-- DATA SUPPLIED follows --

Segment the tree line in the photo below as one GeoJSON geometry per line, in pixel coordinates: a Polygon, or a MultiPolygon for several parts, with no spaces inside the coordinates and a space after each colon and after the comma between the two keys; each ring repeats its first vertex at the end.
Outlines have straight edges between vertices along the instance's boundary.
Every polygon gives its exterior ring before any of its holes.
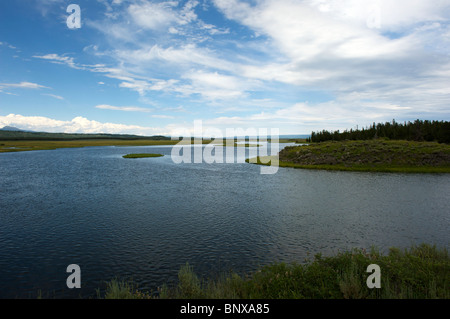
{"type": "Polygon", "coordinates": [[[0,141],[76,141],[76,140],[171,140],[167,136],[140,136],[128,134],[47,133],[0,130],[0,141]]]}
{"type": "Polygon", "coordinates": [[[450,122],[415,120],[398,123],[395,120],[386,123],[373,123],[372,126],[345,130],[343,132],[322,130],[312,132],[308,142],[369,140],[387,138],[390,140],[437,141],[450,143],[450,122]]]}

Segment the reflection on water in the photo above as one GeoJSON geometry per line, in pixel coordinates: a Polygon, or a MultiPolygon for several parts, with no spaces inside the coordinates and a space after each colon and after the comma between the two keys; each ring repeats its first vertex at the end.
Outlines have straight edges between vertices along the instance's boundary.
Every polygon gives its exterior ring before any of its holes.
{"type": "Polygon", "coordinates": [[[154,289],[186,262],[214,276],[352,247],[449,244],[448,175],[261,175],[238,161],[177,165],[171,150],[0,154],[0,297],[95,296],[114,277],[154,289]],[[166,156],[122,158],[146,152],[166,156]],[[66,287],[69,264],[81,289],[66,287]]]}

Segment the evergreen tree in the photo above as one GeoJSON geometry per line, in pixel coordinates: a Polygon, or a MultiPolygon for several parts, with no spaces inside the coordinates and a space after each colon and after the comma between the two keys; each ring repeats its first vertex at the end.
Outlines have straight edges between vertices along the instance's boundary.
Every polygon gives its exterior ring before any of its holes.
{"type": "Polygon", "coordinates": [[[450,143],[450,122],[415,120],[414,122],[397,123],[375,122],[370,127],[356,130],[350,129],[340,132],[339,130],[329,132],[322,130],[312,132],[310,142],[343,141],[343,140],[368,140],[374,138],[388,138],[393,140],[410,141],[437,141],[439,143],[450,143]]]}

-- DATA SUPPLIED concluded --

* **PROBLEM TO SOLVE**
From the records above, return each line that includes "repeats".

* **WRITTEN ANSWER**
Segment the tree line in the photo below as one GeoJSON geometry per line, in pixel coordinates: a Polygon, or a MultiPolygon for several parts, with no spaces inside the coordinates and a space after each colon and after the comma between the two keys; each ring repeats its first vertex at the end.
Segment the reflection on water in the photo above as one GeoJSON geometry per line, in pixel coordinates: a Polygon, or a MultiPolygon for several parts, with no spaces inside the coordinates and a space after each colon and after the comma between the two keys; each ring repeats its first vertex at the end.
Segment the evergreen tree in the photo above as one GeoJSON geometry per line, in pixel coordinates: a Polygon, or a MultiPolygon for several parts, with no spaces inside the coordinates and a space after each colon and after the comma between the two keys; each ring repeats its first vertex at the end.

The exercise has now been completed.